▶ _AIM OF THE EXERCISE_: Arrange every line of the listing below as a Markdown table with two columns, "No." for the row number and "Line" for the text, and skip the blank lines.

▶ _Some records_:
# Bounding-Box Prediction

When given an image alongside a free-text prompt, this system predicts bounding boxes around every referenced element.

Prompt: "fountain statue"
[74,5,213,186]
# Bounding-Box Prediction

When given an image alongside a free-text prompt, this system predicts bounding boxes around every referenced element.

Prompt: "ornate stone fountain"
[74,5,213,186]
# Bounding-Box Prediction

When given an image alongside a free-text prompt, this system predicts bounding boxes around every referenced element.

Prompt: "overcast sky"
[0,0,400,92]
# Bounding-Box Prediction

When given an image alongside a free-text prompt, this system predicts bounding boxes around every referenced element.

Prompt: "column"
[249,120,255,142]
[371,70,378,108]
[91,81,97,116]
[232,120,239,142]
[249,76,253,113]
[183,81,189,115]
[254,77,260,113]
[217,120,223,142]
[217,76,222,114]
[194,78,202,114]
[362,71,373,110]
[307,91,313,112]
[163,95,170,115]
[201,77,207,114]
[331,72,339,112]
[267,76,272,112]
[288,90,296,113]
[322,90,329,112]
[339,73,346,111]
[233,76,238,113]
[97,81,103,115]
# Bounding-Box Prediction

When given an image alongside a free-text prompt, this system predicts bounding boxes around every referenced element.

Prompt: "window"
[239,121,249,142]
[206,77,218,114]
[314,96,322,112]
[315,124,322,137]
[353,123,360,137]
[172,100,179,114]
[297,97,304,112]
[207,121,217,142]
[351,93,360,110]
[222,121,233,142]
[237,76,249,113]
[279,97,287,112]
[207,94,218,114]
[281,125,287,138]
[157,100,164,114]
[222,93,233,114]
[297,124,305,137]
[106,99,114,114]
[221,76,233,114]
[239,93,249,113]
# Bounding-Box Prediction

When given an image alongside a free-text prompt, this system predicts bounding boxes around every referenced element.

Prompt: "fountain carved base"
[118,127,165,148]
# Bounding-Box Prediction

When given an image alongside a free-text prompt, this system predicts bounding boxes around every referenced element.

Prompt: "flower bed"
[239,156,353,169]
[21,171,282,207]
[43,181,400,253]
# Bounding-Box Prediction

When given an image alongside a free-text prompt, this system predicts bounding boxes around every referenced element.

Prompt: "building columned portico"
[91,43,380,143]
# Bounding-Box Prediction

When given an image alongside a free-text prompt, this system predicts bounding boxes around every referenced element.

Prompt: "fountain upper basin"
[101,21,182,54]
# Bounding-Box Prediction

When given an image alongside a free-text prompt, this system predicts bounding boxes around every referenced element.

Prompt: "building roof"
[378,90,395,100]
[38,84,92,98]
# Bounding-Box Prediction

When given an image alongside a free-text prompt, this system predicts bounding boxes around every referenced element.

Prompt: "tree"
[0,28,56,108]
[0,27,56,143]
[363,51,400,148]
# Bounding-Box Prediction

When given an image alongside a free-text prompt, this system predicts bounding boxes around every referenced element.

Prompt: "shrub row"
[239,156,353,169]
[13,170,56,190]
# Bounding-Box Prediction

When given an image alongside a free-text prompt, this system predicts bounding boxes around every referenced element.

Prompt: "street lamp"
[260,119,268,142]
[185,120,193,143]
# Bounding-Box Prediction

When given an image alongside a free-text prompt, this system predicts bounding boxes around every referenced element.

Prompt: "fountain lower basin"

▶ _PROBLEM SOLUTION_:
| No. | Line |
|---|---|
| 1 | # Bounding-Box Prediction |
| 2 | When given an image alongside a free-text prompt, this system predicts bounding boxes around every referenced element. |
| 3 | Prompt: "fountain statue" |
| 4 | [74,5,213,186] |
| 5 | # Bounding-Box Prediction |
| 6 | When given an image alongside a free-text prompt, this system predicts bounding boxes around every referenced element. |
| 7 | Prompt: "ornate stone fountain" |
| 8 | [74,5,213,186] |
| 9 | # Bounding-Box Prediction |
| 10 | When given an image alongside a free-text prompt, this system predicts bounding boxes around every referenced element. |
| 11 | Prompt: "overcast sky" |
| 12 | [0,0,400,92] |
| 13 | # Bounding-Box Prediction |
| 14 | When given an image alongside a free-text prompt, this system predicts bounding boxes around every referenced element. |
| 15 | Prompt: "column" |
| 16 | [249,120,255,142] |
| 17 | [371,70,378,108] |
| 18 | [91,81,97,116] |
| 19 | [232,120,239,142] |
| 20 | [249,76,253,113] |
| 21 | [183,81,189,115] |
| 22 | [254,77,260,113] |
| 23 | [217,120,223,142] |
| 24 | [217,76,222,114] |
| 25 | [194,78,202,114] |
| 26 | [362,71,373,110] |
| 27 | [307,91,313,112] |
| 28 | [163,95,170,115] |
| 29 | [201,77,207,114] |
| 30 | [331,72,339,112] |
| 31 | [267,76,272,112] |
| 32 | [288,90,296,113] |
| 33 | [322,90,329,112] |
| 34 | [339,73,346,111] |
| 35 | [233,76,238,113] |
| 36 | [97,81,103,115] |
| 37 | # Bounding-Box Prediction |
| 38 | When given an image alongside a free-text prompt, this system predicts bounding boxes around every referenced element. |
| 39 | Prompt: "window" |
| 40 | [239,121,249,142] |
| 41 | [206,77,218,114] |
| 42 | [314,96,322,112] |
| 43 | [315,124,322,137] |
| 44 | [353,123,360,137] |
| 45 | [172,100,179,114] |
| 46 | [297,97,304,112] |
| 47 | [207,121,217,142] |
| 48 | [351,93,360,110] |
| 49 | [222,121,233,142] |
| 50 | [237,76,249,113] |
| 51 | [279,97,287,112] |
| 52 | [207,94,218,114] |
| 53 | [281,125,287,138] |
| 54 | [157,100,164,114] |
| 55 | [222,93,233,114] |
| 56 | [297,124,305,137] |
| 57 | [106,99,114,114] |
| 58 | [221,76,233,114] |
| 59 | [239,93,249,113] |
| 60 | # Bounding-Box Prediction |
| 61 | When given an image alongside a free-text prompt, this system predicts bounding boxes around every referenced element. |
| 62 | Prompt: "fountain carved base" |
| 63 | [118,127,165,148] |
| 64 | # Bounding-Box Prediction |
| 65 | When given an image alongside a free-text prompt, this system predicts bounding boxes around every referenced element. |
| 66 | Prompt: "flower bed" |
| 67 | [239,156,353,169] |
| 68 | [21,171,282,207] |
| 69 | [43,181,400,253] |
| 70 | # Bounding-Box Prediction |
| 71 | When given an image alongside a free-text prompt, this system predicts bounding boxes around every referenced element. |
| 72 | Prompt: "building columned portico" |
| 73 | [91,43,380,143] |
| 74 | # Bounding-Box Prediction |
| 75 | When given an image alongside a free-text prompt, this system predicts bounding boxes around every referenced element. |
| 76 | Prompt: "fountain upper basin" |
| 77 | [101,21,182,54] |
| 78 | # Bounding-Box Prediction |
| 79 | When given an image alongside a free-text prompt, this system predicts bounding boxes around every referenced element. |
| 80 | Prompt: "building roof" |
| 81 | [378,90,395,100] |
| 82 | [38,84,92,98] |
| 83 | # Bounding-Box Prediction |
| 84 | When given an image alongside a free-text prompt, this system predicts bounding boxes around every referenced element. |
| 85 | Prompt: "tree" |
| 86 | [0,28,56,108] |
| 87 | [0,27,56,143] |
| 88 | [363,51,400,148] |
| 89 | # Bounding-Box Prediction |
| 90 | When given an image alongside a free-text prompt, this system predicts bounding boxes around every referenced element. |
| 91 | Prompt: "shrub row" |
| 92 | [239,156,353,169] |
| 93 | [13,170,56,190] |
| 94 | # Bounding-Box Prediction |
| 95 | When given an image alongside a free-text prompt, this system predicts bounding boxes around every referenced element. |
| 96 | Prompt: "street lamp" |
| 97 | [260,119,268,142] |
| 98 | [185,120,193,143] |
| 99 | # Bounding-Box Prediction |
| 100 | When given an image alongside a free-text prompt, this system predicts bounding boxes around every referenced element. |
| 101 | Prompt: "fountain lower basin" |